EXERCISE REQUIREMENTS:
• A. Using the page extract below, answer each question on its own line, marked (i), (ii), (iii):
(i) Which command brings up MSSQL for the test run?
(ii) Which warning must not appear under the DoD?
(iii) What classification is given to M2.1 — #22?
• B. Can you output the part of the page extract below from "DoD: No PendingModelChangesWarning;" to "was smuggled in.", word for word?

Tests: Re-run dotnet test tests/ZB.MOM.WW.ScadaBridge.AuditLog.Tests (requires MSSQL via cd infra && docker compose up -d); the ~57 fixture-ctor failures must clear. If MSSQL is unreachable in this environment, confirm the build + the snapshot diff is empty-DDL and note the test gating.
DoD: No PendingModelChangesWarning; AuditLog MSSQL suite green (or gated-with-note if no DB). Adversarial: confirm no real schema change was smuggled in.
M2.1 — #22: native-alarm-source capability validation wired into deploy pipeline
Classification: standard · Files: src/.../DeploymentManager/FlatteningPipeline.cs:93,115, SemanticValidator.cs:30-33,239-245, validation service call site.

DATA ROWS:

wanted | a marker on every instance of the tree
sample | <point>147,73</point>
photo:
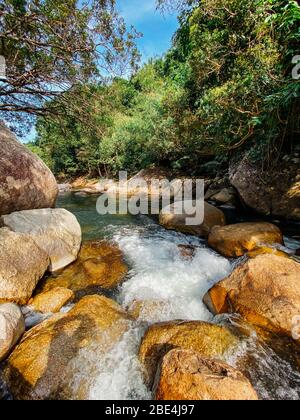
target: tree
<point>51,47</point>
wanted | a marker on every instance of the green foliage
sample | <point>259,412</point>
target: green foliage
<point>224,87</point>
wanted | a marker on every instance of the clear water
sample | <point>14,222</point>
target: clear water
<point>159,273</point>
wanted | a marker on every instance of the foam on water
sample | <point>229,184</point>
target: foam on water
<point>160,273</point>
<point>120,374</point>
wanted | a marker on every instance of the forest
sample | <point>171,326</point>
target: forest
<point>224,89</point>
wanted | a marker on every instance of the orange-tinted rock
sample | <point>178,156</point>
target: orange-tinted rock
<point>99,265</point>
<point>237,240</point>
<point>265,291</point>
<point>186,375</point>
<point>58,359</point>
<point>209,340</point>
<point>52,301</point>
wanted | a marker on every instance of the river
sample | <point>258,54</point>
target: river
<point>159,272</point>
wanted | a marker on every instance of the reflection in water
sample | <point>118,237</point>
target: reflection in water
<point>159,273</point>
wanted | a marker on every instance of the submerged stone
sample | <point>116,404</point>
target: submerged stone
<point>209,340</point>
<point>99,265</point>
<point>186,375</point>
<point>265,291</point>
<point>55,360</point>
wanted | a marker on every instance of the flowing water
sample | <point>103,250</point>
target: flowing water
<point>159,272</point>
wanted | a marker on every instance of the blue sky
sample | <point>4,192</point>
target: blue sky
<point>157,29</point>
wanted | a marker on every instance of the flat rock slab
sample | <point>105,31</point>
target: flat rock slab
<point>22,265</point>
<point>55,231</point>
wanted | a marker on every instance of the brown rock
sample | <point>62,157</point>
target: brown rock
<point>52,360</point>
<point>267,250</point>
<point>25,181</point>
<point>99,265</point>
<point>186,375</point>
<point>170,219</point>
<point>207,339</point>
<point>22,265</point>
<point>146,310</point>
<point>237,240</point>
<point>56,231</point>
<point>265,291</point>
<point>222,196</point>
<point>273,193</point>
<point>52,301</point>
<point>187,251</point>
<point>12,327</point>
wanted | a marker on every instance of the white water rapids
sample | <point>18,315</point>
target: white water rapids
<point>159,273</point>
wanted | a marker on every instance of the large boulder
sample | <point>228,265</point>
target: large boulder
<point>22,265</point>
<point>275,192</point>
<point>12,327</point>
<point>52,301</point>
<point>265,291</point>
<point>142,183</point>
<point>99,266</point>
<point>237,240</point>
<point>55,231</point>
<point>25,181</point>
<point>173,218</point>
<point>207,339</point>
<point>186,375</point>
<point>54,359</point>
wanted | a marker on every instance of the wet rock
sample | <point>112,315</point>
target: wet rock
<point>25,181</point>
<point>99,265</point>
<point>187,251</point>
<point>273,192</point>
<point>186,375</point>
<point>52,301</point>
<point>146,310</point>
<point>53,360</point>
<point>12,327</point>
<point>173,218</point>
<point>63,188</point>
<point>142,183</point>
<point>208,339</point>
<point>267,250</point>
<point>55,231</point>
<point>223,196</point>
<point>265,291</point>
<point>237,240</point>
<point>22,265</point>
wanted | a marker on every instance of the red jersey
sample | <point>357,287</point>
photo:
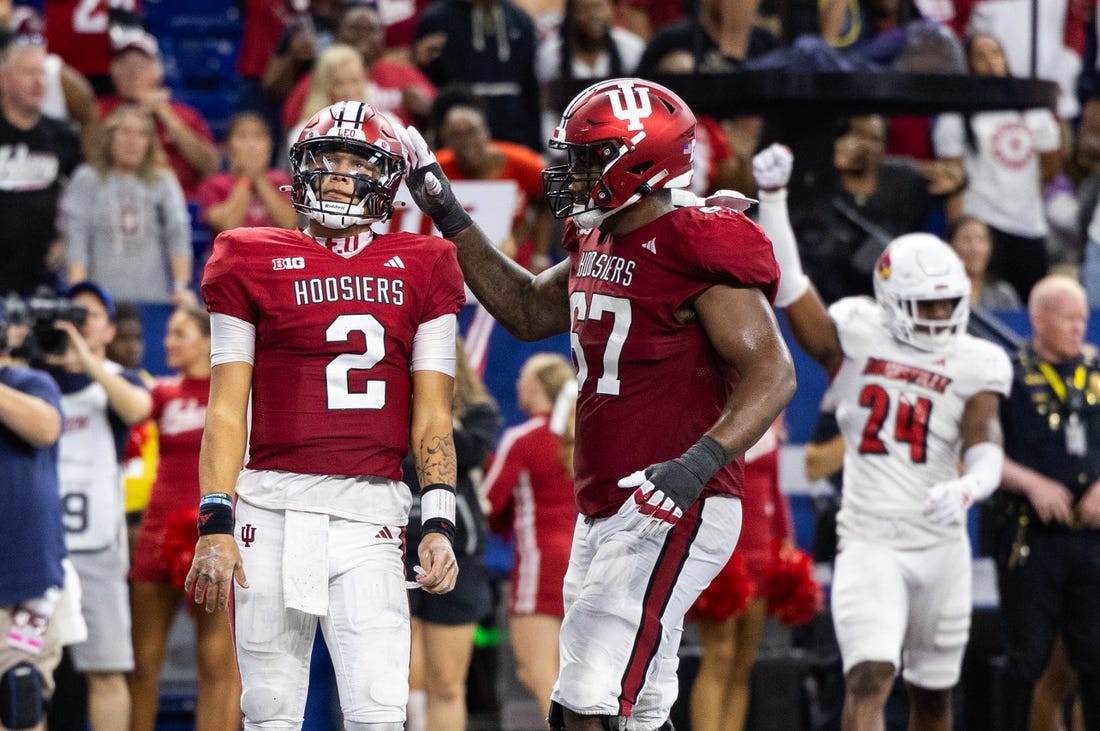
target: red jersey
<point>650,385</point>
<point>78,31</point>
<point>179,412</point>
<point>531,495</point>
<point>331,384</point>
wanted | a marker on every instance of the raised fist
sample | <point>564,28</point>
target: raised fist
<point>771,167</point>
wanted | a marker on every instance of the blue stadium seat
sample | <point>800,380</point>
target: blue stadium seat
<point>206,63</point>
<point>216,107</point>
<point>226,22</point>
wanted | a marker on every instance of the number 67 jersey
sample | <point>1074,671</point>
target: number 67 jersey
<point>331,384</point>
<point>900,410</point>
<point>650,384</point>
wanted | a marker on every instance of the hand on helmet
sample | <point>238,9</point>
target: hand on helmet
<point>771,167</point>
<point>429,187</point>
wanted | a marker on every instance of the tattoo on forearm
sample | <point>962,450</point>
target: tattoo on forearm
<point>436,461</point>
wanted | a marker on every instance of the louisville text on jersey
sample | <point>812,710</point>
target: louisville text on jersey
<point>910,374</point>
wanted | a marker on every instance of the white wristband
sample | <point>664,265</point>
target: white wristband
<point>777,223</point>
<point>983,463</point>
<point>438,501</point>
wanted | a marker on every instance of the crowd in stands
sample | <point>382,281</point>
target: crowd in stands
<point>133,134</point>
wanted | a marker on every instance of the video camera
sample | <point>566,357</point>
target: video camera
<point>39,314</point>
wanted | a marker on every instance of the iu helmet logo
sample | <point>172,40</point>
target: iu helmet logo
<point>883,266</point>
<point>630,103</point>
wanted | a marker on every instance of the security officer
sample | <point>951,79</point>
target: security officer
<point>33,544</point>
<point>1048,553</point>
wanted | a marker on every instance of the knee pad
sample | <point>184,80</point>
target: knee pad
<point>556,719</point>
<point>21,701</point>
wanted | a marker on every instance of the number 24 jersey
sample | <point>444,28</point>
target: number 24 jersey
<point>331,384</point>
<point>900,409</point>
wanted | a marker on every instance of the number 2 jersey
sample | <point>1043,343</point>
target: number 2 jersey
<point>650,386</point>
<point>331,384</point>
<point>900,410</point>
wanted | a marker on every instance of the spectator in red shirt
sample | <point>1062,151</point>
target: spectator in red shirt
<point>80,33</point>
<point>468,153</point>
<point>529,488</point>
<point>248,195</point>
<point>138,73</point>
<point>156,574</point>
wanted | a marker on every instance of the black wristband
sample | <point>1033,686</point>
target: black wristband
<point>704,457</point>
<point>216,518</point>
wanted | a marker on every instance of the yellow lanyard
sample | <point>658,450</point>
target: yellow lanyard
<point>1057,385</point>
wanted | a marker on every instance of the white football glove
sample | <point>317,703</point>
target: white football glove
<point>648,509</point>
<point>429,187</point>
<point>662,491</point>
<point>771,167</point>
<point>948,501</point>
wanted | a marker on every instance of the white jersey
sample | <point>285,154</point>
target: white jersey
<point>88,468</point>
<point>900,410</point>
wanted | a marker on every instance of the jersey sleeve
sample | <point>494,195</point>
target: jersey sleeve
<point>724,246</point>
<point>446,294</point>
<point>224,287</point>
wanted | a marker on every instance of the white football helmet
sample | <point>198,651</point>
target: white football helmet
<point>921,267</point>
<point>356,129</point>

ANSWER LIST:
• A.
(i) cd infra && docker compose up -d
(ii) PendingModelChangesWarning
(iii) Standard

• B.
DoD: No PendingModelChangesWarning; AuditLog MSSQL suite green (or gated-with-note if no DB). Adversarial: confirm no real schema change was smuggled in.